Excerpts from point annotation data:

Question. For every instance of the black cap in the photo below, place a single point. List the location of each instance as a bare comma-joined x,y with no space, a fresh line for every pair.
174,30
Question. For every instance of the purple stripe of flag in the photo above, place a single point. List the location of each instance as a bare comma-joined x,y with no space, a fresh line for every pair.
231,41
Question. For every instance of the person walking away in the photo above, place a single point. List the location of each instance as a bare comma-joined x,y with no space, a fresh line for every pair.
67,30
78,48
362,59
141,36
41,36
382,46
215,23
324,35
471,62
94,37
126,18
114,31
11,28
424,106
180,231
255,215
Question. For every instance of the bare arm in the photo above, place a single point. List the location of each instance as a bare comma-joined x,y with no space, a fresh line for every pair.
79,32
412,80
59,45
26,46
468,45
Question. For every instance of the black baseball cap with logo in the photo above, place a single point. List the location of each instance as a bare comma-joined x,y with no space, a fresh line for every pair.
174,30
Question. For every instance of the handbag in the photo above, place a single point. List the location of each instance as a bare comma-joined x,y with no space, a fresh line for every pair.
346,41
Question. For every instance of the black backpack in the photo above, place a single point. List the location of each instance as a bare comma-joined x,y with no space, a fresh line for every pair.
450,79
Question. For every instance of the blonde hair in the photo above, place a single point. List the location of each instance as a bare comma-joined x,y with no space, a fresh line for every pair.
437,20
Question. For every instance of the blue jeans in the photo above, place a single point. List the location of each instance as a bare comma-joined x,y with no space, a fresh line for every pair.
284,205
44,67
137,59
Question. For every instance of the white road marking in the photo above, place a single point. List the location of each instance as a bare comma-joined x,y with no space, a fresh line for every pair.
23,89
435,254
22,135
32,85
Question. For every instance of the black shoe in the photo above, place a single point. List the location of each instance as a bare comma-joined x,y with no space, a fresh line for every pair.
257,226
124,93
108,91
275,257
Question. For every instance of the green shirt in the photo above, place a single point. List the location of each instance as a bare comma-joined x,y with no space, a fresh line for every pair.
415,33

What is expected: Please copy the material above word for word, starting at the line that contains "Question. For every instance of the blue" and ending at the last line of the material.

Task solution:
Question. For every instance of the blue jeans in the photo above, place a single point. List the location of each instance as a bare comma-joined x,y with no space, a fresh line for every pair.
284,205
44,67
137,59
Question. For every instance of the white road marking in the photo above, place a single point. List the location of each instance as a bare comma-joined x,y with no space, a fresh line for every pair.
23,89
435,254
22,135
32,85
Question. For every instance of the black shoe in the photo above, place a single point. List the location of each instance as a bare comma-joined x,y with no space, a fresh line for every pair.
257,226
124,93
108,91
275,257
Question. For every instance of the green shirt in the photo above, place a single point. List the location of each instance as a bare comma-joined x,y with no space, a fresh line for every pair.
415,33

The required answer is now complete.